• TASK GOAL: Return only the number of lines in the entries below that hold the word "appear".

[SUPPLIED MATERIAL — start]

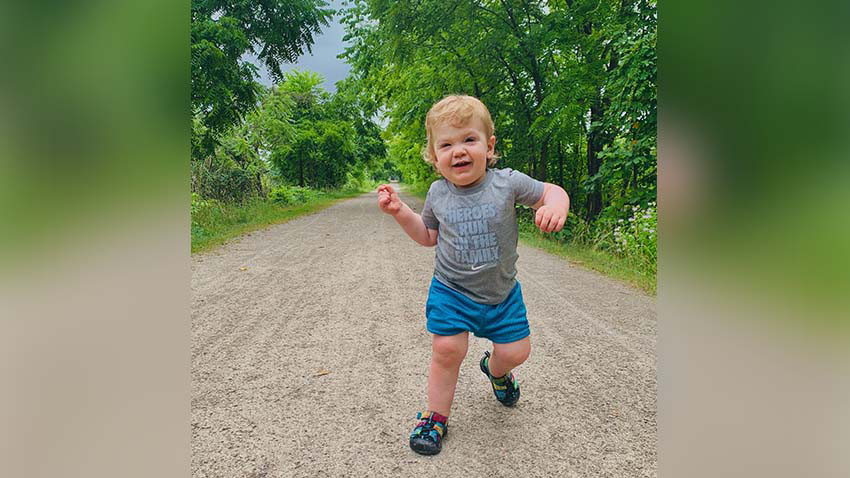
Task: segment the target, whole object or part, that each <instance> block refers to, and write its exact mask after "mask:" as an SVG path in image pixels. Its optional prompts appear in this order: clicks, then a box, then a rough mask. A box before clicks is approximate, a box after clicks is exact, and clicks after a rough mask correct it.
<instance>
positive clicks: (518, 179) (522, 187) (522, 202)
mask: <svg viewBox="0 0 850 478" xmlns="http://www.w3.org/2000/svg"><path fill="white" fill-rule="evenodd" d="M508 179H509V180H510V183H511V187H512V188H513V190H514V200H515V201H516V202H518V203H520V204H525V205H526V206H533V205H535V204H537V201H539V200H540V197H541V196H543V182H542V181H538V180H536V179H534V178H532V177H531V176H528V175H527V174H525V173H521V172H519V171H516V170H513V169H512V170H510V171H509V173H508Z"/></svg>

[SUPPLIED MATERIAL — finish]
[SUPPLIED MATERIAL — start]

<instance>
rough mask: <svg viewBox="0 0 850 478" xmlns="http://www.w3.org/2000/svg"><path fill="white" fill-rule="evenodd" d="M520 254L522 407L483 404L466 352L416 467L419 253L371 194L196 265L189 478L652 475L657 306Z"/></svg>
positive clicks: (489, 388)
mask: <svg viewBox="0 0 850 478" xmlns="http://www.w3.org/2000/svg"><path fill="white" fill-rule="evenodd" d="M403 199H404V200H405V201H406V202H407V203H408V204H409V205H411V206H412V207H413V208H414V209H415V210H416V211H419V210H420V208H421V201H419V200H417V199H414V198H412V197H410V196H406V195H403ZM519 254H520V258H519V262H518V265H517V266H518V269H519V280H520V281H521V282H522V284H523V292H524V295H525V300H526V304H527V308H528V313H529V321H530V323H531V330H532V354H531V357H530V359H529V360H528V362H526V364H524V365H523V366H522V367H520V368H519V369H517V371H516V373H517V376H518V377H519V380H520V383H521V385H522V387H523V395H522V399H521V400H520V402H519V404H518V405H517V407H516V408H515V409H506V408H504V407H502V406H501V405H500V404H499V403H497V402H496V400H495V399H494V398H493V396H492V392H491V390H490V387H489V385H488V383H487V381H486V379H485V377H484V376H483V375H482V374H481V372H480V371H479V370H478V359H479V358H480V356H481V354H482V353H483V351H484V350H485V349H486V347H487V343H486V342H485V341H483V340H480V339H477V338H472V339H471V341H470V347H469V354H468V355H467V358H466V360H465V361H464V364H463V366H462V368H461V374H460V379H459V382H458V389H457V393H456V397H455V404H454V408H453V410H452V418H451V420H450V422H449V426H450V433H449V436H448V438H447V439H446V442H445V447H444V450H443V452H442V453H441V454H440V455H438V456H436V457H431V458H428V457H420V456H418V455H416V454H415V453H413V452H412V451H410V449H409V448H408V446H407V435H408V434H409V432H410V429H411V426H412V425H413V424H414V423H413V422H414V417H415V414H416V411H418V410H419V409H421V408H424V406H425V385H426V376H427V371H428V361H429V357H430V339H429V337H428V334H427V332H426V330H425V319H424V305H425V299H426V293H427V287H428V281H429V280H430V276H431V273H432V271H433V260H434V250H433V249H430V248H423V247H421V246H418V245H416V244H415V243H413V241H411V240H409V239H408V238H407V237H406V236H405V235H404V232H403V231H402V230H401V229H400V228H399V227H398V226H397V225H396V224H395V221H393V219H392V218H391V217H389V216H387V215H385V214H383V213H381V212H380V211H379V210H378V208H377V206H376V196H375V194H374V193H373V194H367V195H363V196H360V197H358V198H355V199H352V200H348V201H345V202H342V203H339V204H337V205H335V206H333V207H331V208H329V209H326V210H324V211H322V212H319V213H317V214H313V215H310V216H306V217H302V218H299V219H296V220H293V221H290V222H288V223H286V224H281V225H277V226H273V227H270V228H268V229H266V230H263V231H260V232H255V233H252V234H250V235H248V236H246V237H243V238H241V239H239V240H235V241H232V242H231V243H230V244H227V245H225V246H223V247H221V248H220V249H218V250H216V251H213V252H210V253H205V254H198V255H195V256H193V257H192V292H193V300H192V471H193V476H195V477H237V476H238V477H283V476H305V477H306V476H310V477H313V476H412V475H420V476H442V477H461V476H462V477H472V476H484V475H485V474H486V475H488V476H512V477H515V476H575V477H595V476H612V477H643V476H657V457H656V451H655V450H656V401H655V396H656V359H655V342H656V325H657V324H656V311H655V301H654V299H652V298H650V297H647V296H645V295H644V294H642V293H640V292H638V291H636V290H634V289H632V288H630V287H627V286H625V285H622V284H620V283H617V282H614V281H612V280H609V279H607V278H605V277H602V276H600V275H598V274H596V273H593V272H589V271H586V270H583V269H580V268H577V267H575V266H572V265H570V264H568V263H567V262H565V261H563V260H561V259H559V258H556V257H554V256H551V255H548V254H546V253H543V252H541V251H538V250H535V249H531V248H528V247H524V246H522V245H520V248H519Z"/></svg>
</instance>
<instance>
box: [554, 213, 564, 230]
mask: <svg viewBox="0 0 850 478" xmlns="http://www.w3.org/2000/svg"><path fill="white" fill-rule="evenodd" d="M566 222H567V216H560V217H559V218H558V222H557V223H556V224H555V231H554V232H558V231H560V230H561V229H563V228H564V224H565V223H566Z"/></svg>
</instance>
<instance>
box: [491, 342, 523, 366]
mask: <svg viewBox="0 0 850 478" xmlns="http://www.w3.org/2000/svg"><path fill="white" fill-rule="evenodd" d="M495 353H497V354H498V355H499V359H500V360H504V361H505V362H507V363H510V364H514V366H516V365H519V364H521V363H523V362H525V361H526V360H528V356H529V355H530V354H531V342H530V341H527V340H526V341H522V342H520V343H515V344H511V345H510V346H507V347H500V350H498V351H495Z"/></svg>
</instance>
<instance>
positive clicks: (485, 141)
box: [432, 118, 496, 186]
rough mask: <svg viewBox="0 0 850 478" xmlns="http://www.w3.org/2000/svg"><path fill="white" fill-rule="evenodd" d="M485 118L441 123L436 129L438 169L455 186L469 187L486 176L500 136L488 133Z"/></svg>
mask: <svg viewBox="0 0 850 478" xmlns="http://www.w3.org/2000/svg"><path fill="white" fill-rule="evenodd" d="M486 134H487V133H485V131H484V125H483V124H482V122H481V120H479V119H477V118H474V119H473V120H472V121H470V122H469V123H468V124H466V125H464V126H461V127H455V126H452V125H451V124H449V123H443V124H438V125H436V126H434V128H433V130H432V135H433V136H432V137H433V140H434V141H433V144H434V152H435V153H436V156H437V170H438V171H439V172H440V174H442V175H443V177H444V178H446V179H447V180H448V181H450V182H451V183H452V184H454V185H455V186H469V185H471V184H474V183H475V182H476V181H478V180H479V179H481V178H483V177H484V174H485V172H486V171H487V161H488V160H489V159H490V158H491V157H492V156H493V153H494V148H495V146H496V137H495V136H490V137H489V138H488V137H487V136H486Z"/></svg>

[SUPPLIED MATERIAL — finish]
[SUPPLIED MATERIAL — start]

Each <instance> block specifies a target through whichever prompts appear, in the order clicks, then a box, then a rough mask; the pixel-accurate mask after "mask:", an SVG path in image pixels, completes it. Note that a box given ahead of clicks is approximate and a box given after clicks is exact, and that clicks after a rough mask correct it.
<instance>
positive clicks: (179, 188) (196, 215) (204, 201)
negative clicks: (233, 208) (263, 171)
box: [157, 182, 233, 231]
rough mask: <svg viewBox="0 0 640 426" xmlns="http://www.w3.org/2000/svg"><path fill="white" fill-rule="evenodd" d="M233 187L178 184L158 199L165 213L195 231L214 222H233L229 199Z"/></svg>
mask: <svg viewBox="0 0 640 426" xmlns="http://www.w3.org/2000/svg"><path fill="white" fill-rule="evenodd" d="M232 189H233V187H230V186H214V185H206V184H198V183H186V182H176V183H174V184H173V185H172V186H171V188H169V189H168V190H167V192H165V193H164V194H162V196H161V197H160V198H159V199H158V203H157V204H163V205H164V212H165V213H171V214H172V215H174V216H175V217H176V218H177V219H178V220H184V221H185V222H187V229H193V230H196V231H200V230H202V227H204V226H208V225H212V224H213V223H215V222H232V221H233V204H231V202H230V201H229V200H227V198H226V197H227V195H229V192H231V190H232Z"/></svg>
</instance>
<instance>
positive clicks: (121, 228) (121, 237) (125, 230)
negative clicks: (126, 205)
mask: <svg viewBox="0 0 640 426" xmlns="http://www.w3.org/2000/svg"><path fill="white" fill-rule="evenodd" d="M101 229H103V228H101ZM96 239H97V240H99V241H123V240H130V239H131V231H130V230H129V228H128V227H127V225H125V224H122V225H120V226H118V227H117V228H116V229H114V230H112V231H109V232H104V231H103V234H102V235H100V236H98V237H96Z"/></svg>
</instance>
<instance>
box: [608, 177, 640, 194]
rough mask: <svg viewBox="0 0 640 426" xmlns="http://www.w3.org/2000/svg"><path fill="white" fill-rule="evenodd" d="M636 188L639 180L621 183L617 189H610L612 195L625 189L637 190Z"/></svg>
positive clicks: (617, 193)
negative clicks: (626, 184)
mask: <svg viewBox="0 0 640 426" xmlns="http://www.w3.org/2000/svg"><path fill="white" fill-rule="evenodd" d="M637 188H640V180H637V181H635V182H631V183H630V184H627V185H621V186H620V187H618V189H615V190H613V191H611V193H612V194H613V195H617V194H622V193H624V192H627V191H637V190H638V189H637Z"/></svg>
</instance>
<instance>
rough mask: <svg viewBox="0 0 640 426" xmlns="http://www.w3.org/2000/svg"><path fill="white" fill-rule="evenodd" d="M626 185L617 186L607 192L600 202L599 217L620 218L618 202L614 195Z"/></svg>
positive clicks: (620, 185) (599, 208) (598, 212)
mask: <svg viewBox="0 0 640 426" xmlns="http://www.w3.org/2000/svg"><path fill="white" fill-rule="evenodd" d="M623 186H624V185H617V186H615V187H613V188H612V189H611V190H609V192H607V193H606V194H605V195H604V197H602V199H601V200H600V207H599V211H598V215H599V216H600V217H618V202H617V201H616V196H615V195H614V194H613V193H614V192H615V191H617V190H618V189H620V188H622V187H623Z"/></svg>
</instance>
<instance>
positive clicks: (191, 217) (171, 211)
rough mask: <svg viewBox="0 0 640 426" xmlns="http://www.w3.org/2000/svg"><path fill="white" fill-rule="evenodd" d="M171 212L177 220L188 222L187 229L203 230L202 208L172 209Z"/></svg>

[SUPPLIED MATERIAL — finish]

• YOUR SOLUTION: 2